### Exercises
1 – In the phishing article below, condense the paragraph beginning "Spear-phishing is a more targeted form of phishing" into a short bulleted list that keeps its main facts.
2 – Pick up the phishing article after its final sentence and carry it forward.
::: Passage shown :::
Hacker Lexicon: What Are Phishing and Spear Phishing?


Your I.T. department has no doubt warned you not to click on suspicious links in e-mails, even when the missive promises a hilarious video or comes from a seemingly trustworthy source. If the link looks suspect: Do. Not. Click.


That’s because these emails are often phishing scams designed to trick you into clicking on a malicious attachment or visiting a malicious web site. In the latter case, the web site may appear to be a legitimate bank site or email site designed to trick the user into disclosing sensitive information—such as a username and password or bank account information—or may simply surreptitiously download malware onto the victim’s computer.


Just ask the White House employee who apparently clicked on a phishing email purporting to come from the State Department and allowed hackers into several government networks.


TL;DR: Phishing refers to malicious emails that are designed to trick the recipient into clicking on a malicious attachment or visiting a malicious web site. Spear-phishing is a more targeted form of phishing that appears to come from a trusted acquaintance.


Spear-phishing is a more targeted form of phishing. Whereas ordinary phishing involves malicious emails sent to any random email account, spear-phishing emails are designed to appear to come from someone the recipient knows and trusts—such as a colleague, business manager or human resources department—and can include a subject line or content that is specifically tailored to the victim’s known interests or industry. For really valuable victims, attackers may study their Facebook, LinkedIn and other social networking accounts to gain intelligence about a victim and choose the names of trusted people in their circle to impersonate or a topic of interest to lure the victim and gain their trust.
::: Supplied entries :::
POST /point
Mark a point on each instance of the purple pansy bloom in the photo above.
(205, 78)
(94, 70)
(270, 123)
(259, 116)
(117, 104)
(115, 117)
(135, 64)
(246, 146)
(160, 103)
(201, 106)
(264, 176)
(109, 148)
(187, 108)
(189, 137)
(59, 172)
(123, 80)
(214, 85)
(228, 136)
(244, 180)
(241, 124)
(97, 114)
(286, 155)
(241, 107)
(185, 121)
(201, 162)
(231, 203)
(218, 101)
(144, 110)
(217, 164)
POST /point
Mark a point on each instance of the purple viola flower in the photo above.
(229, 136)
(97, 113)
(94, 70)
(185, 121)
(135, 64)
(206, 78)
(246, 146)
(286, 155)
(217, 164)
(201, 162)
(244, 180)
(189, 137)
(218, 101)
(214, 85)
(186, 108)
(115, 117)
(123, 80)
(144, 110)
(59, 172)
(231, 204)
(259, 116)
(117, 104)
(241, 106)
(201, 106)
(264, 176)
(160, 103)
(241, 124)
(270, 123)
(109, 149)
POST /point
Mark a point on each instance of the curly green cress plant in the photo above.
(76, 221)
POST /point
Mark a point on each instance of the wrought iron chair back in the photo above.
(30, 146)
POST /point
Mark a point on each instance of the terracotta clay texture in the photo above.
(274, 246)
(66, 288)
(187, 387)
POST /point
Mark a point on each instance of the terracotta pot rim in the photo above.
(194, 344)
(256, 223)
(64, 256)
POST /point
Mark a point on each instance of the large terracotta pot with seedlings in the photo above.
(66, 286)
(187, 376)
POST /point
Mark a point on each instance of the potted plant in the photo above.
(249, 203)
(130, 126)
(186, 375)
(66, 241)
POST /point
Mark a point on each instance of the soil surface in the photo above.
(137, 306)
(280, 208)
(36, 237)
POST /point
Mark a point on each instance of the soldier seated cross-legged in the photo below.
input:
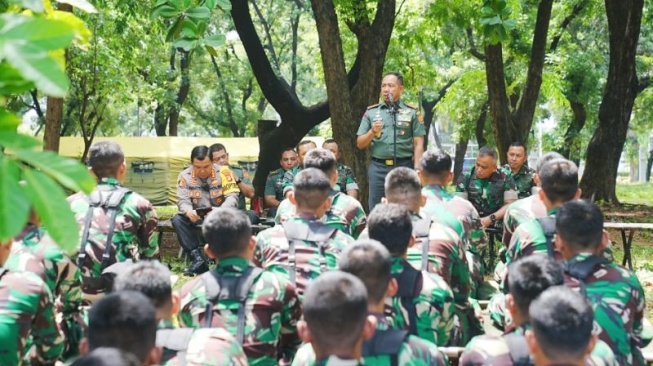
(115, 223)
(371, 262)
(258, 307)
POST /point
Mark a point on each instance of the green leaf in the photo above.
(214, 40)
(70, 173)
(200, 13)
(36, 65)
(80, 4)
(50, 203)
(44, 34)
(14, 207)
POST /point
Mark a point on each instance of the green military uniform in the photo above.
(33, 250)
(272, 253)
(27, 310)
(346, 180)
(433, 304)
(134, 237)
(523, 179)
(272, 310)
(346, 214)
(618, 301)
(382, 148)
(206, 346)
(413, 351)
(494, 350)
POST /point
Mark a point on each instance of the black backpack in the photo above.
(219, 288)
(109, 200)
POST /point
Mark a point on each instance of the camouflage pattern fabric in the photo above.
(618, 301)
(208, 346)
(27, 310)
(274, 184)
(346, 179)
(523, 179)
(346, 214)
(272, 246)
(414, 351)
(272, 310)
(134, 237)
(494, 350)
(434, 305)
(485, 194)
(519, 212)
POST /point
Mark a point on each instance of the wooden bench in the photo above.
(628, 230)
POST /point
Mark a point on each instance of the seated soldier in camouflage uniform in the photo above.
(346, 180)
(561, 333)
(274, 183)
(132, 232)
(303, 147)
(258, 307)
(303, 246)
(239, 179)
(33, 250)
(335, 319)
(614, 291)
(346, 213)
(181, 346)
(125, 320)
(424, 303)
(528, 278)
(26, 311)
(453, 211)
(517, 168)
(371, 262)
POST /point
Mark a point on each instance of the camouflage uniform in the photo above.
(494, 350)
(34, 251)
(434, 305)
(134, 237)
(414, 351)
(272, 310)
(472, 232)
(27, 310)
(523, 179)
(272, 246)
(618, 301)
(346, 179)
(208, 346)
(346, 214)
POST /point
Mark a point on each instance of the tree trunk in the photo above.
(606, 146)
(459, 158)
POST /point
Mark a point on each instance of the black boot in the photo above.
(198, 266)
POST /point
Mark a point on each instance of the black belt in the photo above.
(390, 161)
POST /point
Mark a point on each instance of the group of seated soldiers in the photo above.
(327, 285)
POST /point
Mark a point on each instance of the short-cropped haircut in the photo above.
(562, 321)
(402, 184)
(311, 187)
(391, 225)
(530, 276)
(151, 278)
(335, 309)
(125, 320)
(371, 262)
(559, 180)
(227, 231)
(322, 159)
(580, 224)
(105, 158)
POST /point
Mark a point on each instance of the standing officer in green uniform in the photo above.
(240, 179)
(377, 131)
(518, 169)
(274, 183)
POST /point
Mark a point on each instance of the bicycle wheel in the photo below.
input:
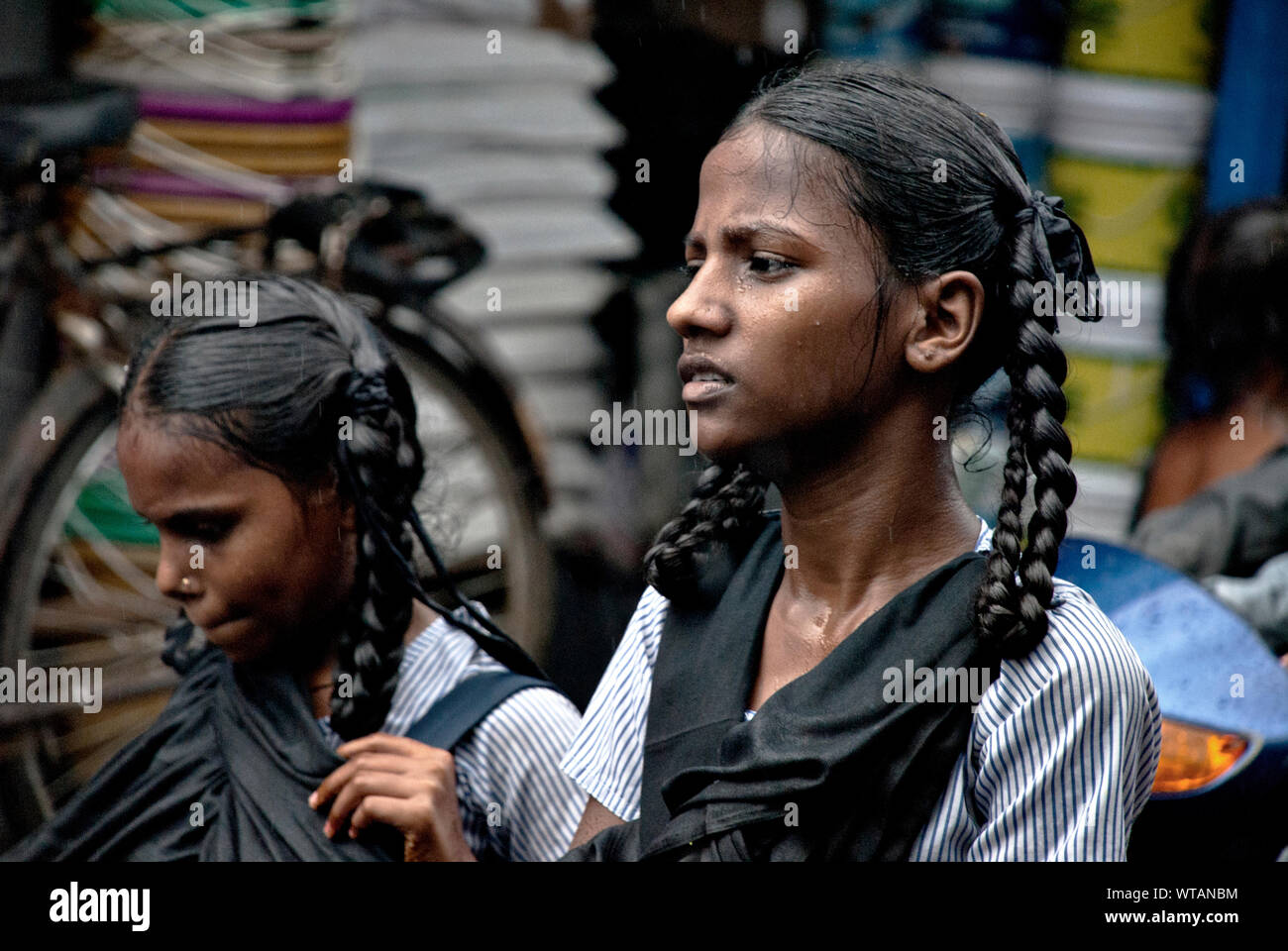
(76, 569)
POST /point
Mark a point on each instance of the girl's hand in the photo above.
(403, 784)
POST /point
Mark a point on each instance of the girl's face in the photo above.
(778, 316)
(263, 565)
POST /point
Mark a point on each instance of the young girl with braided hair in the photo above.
(866, 254)
(284, 454)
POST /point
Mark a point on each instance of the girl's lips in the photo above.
(704, 390)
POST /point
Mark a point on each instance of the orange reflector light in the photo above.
(1193, 757)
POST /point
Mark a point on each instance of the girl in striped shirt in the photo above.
(866, 254)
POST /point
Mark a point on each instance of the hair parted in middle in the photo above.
(872, 133)
(274, 394)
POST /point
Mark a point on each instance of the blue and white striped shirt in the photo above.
(509, 762)
(1063, 749)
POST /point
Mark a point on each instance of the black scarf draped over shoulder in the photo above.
(243, 742)
(827, 768)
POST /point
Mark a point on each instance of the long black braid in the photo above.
(881, 134)
(312, 388)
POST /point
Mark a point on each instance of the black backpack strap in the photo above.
(462, 709)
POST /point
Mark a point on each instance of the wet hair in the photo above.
(275, 394)
(1225, 320)
(874, 137)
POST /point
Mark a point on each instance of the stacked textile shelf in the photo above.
(1128, 128)
(261, 88)
(497, 121)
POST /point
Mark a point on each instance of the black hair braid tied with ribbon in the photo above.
(1061, 254)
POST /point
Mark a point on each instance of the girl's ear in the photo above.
(952, 307)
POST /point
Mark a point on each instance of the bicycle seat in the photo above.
(46, 116)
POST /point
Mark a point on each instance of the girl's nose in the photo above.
(174, 579)
(698, 309)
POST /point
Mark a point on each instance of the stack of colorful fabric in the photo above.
(256, 86)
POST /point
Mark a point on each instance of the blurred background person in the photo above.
(1215, 500)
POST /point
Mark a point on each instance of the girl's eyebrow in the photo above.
(193, 514)
(743, 234)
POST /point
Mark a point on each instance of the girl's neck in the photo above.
(872, 521)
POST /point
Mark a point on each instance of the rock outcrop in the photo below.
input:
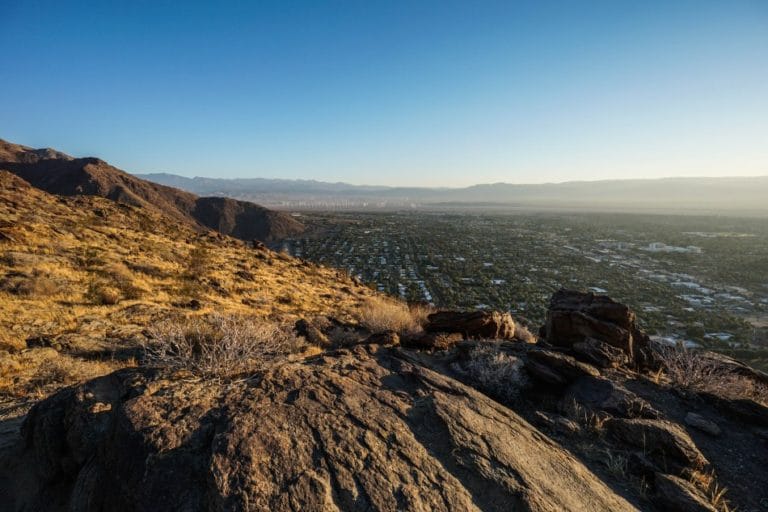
(473, 324)
(361, 429)
(589, 324)
(61, 174)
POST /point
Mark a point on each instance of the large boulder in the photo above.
(582, 320)
(666, 443)
(674, 494)
(361, 429)
(473, 324)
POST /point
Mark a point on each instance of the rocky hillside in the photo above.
(61, 174)
(81, 277)
(146, 366)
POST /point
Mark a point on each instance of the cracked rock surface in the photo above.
(367, 428)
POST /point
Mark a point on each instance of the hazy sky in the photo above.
(393, 92)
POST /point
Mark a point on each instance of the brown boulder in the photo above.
(674, 494)
(575, 318)
(359, 429)
(434, 340)
(473, 324)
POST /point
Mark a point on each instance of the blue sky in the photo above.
(388, 92)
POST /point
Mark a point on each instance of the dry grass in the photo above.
(692, 370)
(585, 417)
(102, 293)
(378, 314)
(715, 494)
(68, 275)
(36, 373)
(219, 345)
(493, 371)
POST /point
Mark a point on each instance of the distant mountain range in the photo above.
(58, 173)
(733, 196)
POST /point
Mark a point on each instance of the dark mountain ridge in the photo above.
(58, 173)
(722, 195)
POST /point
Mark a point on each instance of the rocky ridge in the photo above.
(58, 173)
(387, 427)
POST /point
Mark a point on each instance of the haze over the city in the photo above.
(393, 93)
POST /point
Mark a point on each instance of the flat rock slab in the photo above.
(360, 429)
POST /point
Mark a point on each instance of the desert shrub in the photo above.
:::
### Per-task answers
1 –
- Spear-phishing is a more targeted version of phishing.
- Ordinary phishing emails go to random accounts. Spear-phishing emails appear to come from someone the recipient knows and trusts, such as a colleague, business manager or human resources department.
- The subject line or content may be tailored to the victim's known interests or industry.
- For especially valuable victims, attackers may study Facebook, LinkedIn and other social networking accounts. They use what they find to pick trusted people to impersonate or topics that will lure the victim and win their trust.

2 –
An estimated 91-percent of hacking attacks begin with a phishing or spear-phishing email. Although firewalls and other security products on the perimeter of a company’s network may help prevent other kinds of malicious traffic from entering the network—for example through vulnerable ports—email is generally considered legitimate and trusted traffic and is therefore allowed into the network. Email filtering systems can catch some phishing attempts, but they don’t catch all of them. Phishing attacks are so successful because employees click on them at an alarming rate, even when emails are obviously suspicious.


One of the most famous examples of a spear-phishing attack that succeeded despite its suspicious nature targeted the RSA Security firm in 2011.


The attackers sent two different targeted phishing emails to four workers at RSA’s parent company EMC. The emails contained a malicious attachment with the file name “2011 Recruitment plan.xls,” which contained a zero-day exploit.


When one of the four recipients clicked on the attachment, the exploit attacked a vulnerability in Adobe Flash to install a backdoor onto the victim’s computer.


“The email was crafted well enough to trick one of the employees to retrieve it from their Junk mail folder, and open the attached excel file,” RSA wrote in a blog post about the attack.


The backdoor gave the attackers a foothold from which to conduct reconnaissance and map a way to more valuable systems on the company’s network. They eventually succeeded in stealing information related to the company’s SecurID two-factor authentication products. The attack was surprising because everyone assumed that a top security firm like RSA would have trained employees who know better than to open suspicious emails. Yet one of its employees not only opened one of the suspicious emails but retrieved it from his junk folder—after his email filter had deemed it suspicious—in order to open it.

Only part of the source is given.